◆ **List of tasks**:
1. Using the article on Fireworks over the Sea below, decide whether each statement agrees with it: (a) the film was released in Japan on 25 October 1951; (b) Tarobei and Jinkichi run their business with three ships of their own; (c) Mie lost her husband in the war. Answer yes or no for each and quote the words that decide it.
2. Answer these questions from the article on Fireworks over the Sea below:
(a) Who handled the film's cinematography?
(b) Where do the brothers run their fishing business?
(c) With whom has Miwa fallen in love?

- Film poster

Japanese name
- Kanji: 海の花火
- Directed by: Keisuke Kinoshita
- Written by: Keisuke Kinoshita
- Produced by: Takeshi Ogura
- Starring: Michiyo Kogure; Yōko Katsuragi; Chishū Ryū; Rentarō Mikuni;
- Cinematography: Hiroshi Kusuda
- Edited by: Yoshi Sugihara
- Music by: Chuji Kinoshita
- Production company: Shochiku
- Distributed by: Shochiku
- Release date: 25 October 1951 (Japan);
- Running time: 122 minutes
- Country: Japan
- Language: Japanese

= Fireworks over the Sea =

1951 Japanese film

Fireworks over the Sea Fireworks by the Ocean (海の花火, Umi no hanabi) is a 1951 Japanese drama film written and directed by Keisuke Kinoshita.

==Plot==
In Yobuko, Southern Japan, brothers Tarobei and Jinkichi are running a fishing business with two ships of their own. As the catch is too low to cover the expenses, caused by the corrupt ship captains, their business is threatened with bankruptcy when the investors demand their money back. In addition, the fishing association announces to withdraw the boats' license, as the nationwide number of licensed fishing boats is limited.

After firing the corrupt captains, Tarobei and Jinkichi hire Tsuyoshi and his younger brother Wataru to take over the commands on their ships. When a potential investor offers a loan on the condition that Tarobei gives his younger daughter Miwa as a bride to the investor's son, Tarobei gets into a conflict over his vow never to marry any of his daughters off for monetary reasons. Meanwhile, Miwa has fallen in love with Wataru, while Tsuyoshi has developed an affection for Mie, Miwa's older sister, who lost her husband in the war. After the new ship crews have successfully fought off the old ones, and Tarobei has finally been able to convince the association to renew the license (at the cost of his health), the ships can set sails.

◆ **Extracted entries**:
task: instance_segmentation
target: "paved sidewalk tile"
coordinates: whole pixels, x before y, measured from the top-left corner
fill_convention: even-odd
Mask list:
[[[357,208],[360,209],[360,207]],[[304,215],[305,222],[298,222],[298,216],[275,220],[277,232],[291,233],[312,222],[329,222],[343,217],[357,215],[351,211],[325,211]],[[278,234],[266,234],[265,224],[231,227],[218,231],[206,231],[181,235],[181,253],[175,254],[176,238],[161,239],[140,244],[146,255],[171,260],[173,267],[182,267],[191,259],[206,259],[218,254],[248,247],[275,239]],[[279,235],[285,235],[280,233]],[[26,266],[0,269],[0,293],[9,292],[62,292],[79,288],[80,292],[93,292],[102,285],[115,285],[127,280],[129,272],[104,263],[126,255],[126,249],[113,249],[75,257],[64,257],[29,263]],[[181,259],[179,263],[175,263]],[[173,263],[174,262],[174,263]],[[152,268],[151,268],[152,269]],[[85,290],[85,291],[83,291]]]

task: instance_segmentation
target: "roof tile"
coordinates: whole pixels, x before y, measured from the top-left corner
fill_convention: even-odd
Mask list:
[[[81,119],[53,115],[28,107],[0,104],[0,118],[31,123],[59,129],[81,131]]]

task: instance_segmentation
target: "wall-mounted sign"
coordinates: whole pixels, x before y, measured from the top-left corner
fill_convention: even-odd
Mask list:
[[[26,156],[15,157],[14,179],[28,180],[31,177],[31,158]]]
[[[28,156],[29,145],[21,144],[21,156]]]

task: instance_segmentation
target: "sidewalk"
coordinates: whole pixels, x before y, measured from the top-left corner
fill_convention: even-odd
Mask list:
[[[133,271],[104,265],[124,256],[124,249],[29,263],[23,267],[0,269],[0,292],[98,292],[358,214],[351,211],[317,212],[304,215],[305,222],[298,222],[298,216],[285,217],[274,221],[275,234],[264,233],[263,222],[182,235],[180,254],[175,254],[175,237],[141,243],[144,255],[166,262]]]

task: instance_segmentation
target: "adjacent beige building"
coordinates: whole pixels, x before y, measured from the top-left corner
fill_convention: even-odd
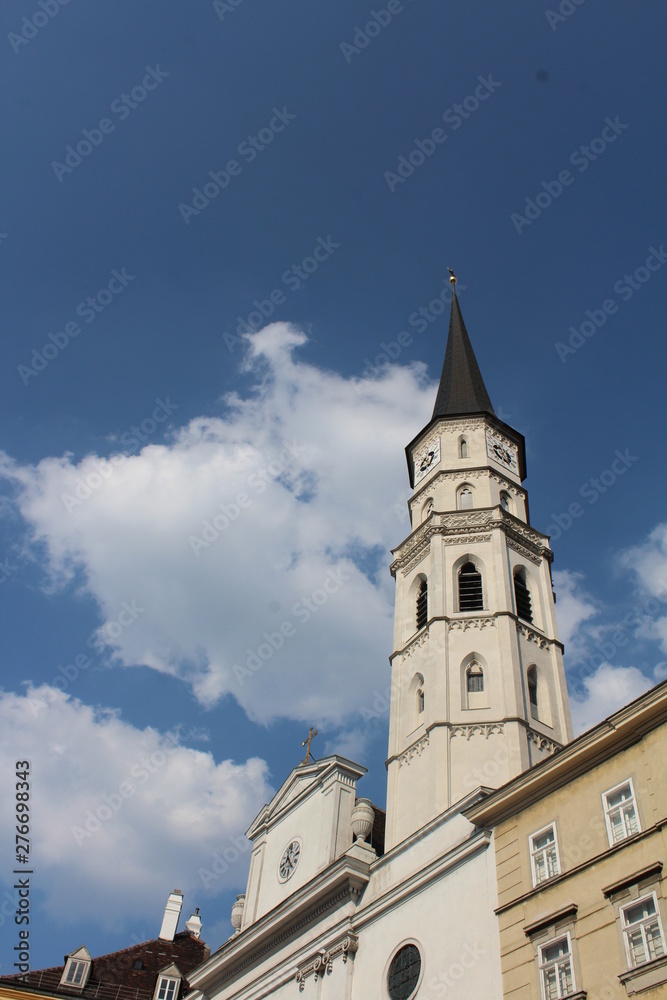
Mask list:
[[[503,996],[667,997],[667,682],[465,810],[493,830]]]

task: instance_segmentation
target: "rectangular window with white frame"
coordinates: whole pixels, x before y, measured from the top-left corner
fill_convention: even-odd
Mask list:
[[[530,837],[530,867],[533,885],[560,875],[560,859],[556,841],[556,826],[552,823]]]
[[[630,968],[662,958],[665,936],[655,893],[621,907],[620,913]]]
[[[178,979],[169,979],[167,976],[160,978],[160,985],[157,991],[157,1000],[174,1000],[178,993]]]
[[[616,785],[602,796],[609,843],[617,844],[641,831],[639,811],[632,778]]]
[[[86,970],[89,962],[77,962],[72,959],[65,970],[64,982],[68,986],[83,986]]]
[[[540,984],[543,1000],[561,1000],[575,990],[570,935],[543,944],[539,951]]]

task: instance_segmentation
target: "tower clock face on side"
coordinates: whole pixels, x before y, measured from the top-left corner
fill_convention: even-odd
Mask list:
[[[281,882],[286,882],[288,878],[292,877],[296,870],[296,866],[299,863],[300,857],[301,842],[299,840],[293,840],[283,851],[283,856],[280,859],[280,864],[278,865],[278,878]]]
[[[432,441],[415,453],[415,485],[440,461],[440,442]]]
[[[489,458],[504,465],[506,469],[511,469],[512,472],[518,471],[516,445],[508,444],[503,438],[489,430],[486,432],[486,453]]]

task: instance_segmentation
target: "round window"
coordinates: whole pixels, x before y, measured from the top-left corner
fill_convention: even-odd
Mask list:
[[[419,983],[422,960],[414,944],[400,948],[391,960],[387,989],[391,1000],[409,1000]]]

◆ **Responses to the tasks**:
1.
(a) Yes: "Release date: 25 October 1951 (Japan)"
(b) No: "with two ships of their own"
(c) Yes: "who lost her husband in the war"

2.
(a) Hiroshi Kusuda
(b) Yobuko, Southern Japan
(c) Wataru